**Directions for this task**
Copy everything from the line containing "out like [314,276]." down to the end of the records, requests included, and give only those lines. Scale every point coordinate in the answers by 2.15 and round to whole numbers, halves up, but leave the numbers in the requests and their format samples unchanged.

**Data rows**
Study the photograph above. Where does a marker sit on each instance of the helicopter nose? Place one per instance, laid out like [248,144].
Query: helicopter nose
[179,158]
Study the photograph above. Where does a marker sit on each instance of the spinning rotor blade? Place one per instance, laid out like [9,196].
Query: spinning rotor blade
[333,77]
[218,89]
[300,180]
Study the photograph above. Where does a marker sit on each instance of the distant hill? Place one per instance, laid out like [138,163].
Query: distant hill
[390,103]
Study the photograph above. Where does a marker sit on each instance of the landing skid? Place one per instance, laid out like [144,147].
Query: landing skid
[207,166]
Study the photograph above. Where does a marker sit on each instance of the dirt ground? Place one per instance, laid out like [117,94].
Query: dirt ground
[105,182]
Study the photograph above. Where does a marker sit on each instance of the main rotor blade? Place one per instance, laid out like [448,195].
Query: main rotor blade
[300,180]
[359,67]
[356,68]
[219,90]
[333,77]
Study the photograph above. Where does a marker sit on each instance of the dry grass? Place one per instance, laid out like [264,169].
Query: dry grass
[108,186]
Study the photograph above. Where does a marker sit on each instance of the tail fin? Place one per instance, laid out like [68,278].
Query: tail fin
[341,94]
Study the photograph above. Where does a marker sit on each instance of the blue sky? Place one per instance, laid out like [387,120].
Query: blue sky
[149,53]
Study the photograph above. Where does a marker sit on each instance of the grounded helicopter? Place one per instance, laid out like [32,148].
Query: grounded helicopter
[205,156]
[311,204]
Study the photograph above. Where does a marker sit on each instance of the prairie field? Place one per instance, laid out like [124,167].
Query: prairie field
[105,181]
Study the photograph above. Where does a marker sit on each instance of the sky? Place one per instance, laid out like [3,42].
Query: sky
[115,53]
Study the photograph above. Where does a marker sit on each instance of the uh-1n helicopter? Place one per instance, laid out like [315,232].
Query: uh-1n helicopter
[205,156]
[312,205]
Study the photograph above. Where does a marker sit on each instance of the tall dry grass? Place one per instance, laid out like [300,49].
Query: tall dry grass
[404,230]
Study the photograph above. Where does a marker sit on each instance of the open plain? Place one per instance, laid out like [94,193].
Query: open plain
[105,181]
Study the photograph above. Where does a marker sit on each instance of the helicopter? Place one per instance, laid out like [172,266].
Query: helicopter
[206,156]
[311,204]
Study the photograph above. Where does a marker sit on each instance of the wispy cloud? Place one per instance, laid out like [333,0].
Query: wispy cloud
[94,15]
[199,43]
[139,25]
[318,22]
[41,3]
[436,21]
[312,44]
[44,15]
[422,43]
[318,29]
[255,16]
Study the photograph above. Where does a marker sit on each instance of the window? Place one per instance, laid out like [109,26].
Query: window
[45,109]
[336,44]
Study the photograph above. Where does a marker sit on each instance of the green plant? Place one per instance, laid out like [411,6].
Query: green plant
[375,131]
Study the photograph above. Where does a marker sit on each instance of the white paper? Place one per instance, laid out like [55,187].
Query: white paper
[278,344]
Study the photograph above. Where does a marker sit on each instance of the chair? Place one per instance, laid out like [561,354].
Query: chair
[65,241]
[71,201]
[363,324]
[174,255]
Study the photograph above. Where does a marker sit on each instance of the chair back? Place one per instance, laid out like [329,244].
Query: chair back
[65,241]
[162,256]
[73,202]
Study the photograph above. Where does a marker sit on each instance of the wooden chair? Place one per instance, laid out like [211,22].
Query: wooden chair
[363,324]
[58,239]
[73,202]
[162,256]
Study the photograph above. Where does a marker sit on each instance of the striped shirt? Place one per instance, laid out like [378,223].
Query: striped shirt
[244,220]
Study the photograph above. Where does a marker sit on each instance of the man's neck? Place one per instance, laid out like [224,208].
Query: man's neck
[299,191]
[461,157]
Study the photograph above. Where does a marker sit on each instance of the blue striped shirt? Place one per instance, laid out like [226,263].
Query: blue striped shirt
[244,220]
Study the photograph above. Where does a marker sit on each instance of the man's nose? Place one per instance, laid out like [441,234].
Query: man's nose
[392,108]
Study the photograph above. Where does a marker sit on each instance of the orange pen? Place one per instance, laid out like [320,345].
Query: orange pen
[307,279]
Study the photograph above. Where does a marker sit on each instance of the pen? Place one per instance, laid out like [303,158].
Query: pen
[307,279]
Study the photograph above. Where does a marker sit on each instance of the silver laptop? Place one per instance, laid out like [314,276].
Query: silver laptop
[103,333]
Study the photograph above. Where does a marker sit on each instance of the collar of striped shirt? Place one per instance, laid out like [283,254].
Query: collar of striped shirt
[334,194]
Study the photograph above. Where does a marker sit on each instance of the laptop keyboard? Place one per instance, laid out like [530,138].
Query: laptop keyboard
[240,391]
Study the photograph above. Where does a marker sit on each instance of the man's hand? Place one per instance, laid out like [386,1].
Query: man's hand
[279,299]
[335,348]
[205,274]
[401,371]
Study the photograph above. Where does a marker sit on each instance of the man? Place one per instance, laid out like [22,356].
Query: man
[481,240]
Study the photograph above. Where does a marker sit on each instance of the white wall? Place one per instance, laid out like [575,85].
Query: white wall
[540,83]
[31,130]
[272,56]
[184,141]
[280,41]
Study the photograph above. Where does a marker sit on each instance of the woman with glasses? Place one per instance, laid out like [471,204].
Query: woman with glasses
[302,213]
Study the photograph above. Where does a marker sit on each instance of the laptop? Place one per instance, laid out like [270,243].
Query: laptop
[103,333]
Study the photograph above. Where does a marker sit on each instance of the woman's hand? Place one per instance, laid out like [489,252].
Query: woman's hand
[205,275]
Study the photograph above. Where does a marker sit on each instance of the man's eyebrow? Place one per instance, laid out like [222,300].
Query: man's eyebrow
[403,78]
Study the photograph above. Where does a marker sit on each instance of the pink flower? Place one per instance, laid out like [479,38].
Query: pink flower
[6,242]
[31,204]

**The answer**
Study the photograph above. Where does a marker sit on each instance of the silver laptop? Place one per instance, laid out like [314,276].
Query: silver laptop
[221,716]
Study the photograph above. Where does a marker sit on each instance of the collar of striped shirt? Place one per instance, laid out like [283,254].
Query: collar of striped shirt
[718,417]
Study the photograph above. Where does a marker sit on each instance of the laptop keyboard? Place one per instance, laid out like [530,138].
Query: laptop keyboard
[516,841]
Study the photograph above. Where does a marker sit on each instance of the man's hand? Place one per instance, laid out like [386,1].
Query: man's hand
[600,643]
[720,748]
[441,589]
[862,798]
Study the photograph above. Where does a marker sit on each instance of the man? Place one per instance, laid out like [22,356].
Query: man
[1034,516]
Study the photograph above. Where does a marker sit on each instance of the white wall? Place one per instance, laid out like [575,85].
Query: white wall
[1161,178]
[67,280]
[585,120]
[396,303]
[602,88]
Study the photograph above. Where does a marker sit on each instance of the woman with glasses? Place one per instance, laid out like [471,204].
Query: woman with glasses
[649,458]
Study the photograph above. Where does a marker sit on each instance of the laptop? Place one per instance, laid out like [270,243].
Query: laptop
[221,716]
Study the photograph above. Where does a marker sit on each instance of the woman's hand? Place one per instance, laid out like [489,252].
Query: woman's hand
[441,591]
Study the photograph above. Where does a marker sit on each instance of the man's eyebrow? Place one per instance, laid out like [222,300].
Query: man's eyebrow
[866,168]
Study the photograph above. Where does a marker sit on each instance of the pink flower? Place one per instance, laid out like [479,38].
Query: pink flower
[13,520]
[67,439]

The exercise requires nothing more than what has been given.